# DETTAGLI DEL PROBLEMA
Riscriva tutte le righe dall'inizio dell'elenco fino alla riga che contiene "[[184,254],[171,275],[260,277],[264,276],[264,259],[262,253]]", compresa, richieste incluse, traslando di 64 ogni coordinata dei vertici dei poligoni nelle risposte e lasciando invariati i numeri delle richieste e dei modelli di output. Escluda le immagini dalla risposta.
··· MATERIALE DA ELABORARE ···
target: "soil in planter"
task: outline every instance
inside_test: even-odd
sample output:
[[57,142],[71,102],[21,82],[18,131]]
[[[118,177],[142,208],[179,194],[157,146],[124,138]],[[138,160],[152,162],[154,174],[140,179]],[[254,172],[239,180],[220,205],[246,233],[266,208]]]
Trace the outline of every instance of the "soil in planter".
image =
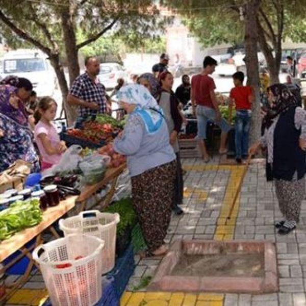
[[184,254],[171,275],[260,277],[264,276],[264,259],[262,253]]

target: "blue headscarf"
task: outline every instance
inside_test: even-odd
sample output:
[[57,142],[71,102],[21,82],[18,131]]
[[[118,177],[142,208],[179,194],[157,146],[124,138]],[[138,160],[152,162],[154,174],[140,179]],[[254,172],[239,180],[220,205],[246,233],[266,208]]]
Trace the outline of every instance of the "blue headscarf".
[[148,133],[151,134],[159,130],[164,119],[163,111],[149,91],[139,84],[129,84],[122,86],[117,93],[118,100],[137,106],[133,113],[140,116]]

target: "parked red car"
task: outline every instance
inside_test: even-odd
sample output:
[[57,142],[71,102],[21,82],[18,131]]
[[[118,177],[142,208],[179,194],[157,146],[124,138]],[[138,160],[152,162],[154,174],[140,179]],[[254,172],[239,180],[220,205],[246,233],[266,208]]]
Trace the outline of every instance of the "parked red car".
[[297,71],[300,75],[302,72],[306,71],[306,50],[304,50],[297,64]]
···
# SOLUZIONE SCRITTA
target: "soil in planter"
task: outline every instance
inside_test: even-odd
sample output:
[[57,142],[71,102],[21,82],[18,131]]
[[[118,177],[142,208],[179,194],[157,146],[124,138]],[[138,160],[152,162],[154,174],[140,179]],[[254,172],[239,180],[220,205],[246,233],[266,208]]]
Trace the outline of every instance of the "soil in planter".
image =
[[248,318],[235,339],[324,341],[328,340],[328,323],[326,317]]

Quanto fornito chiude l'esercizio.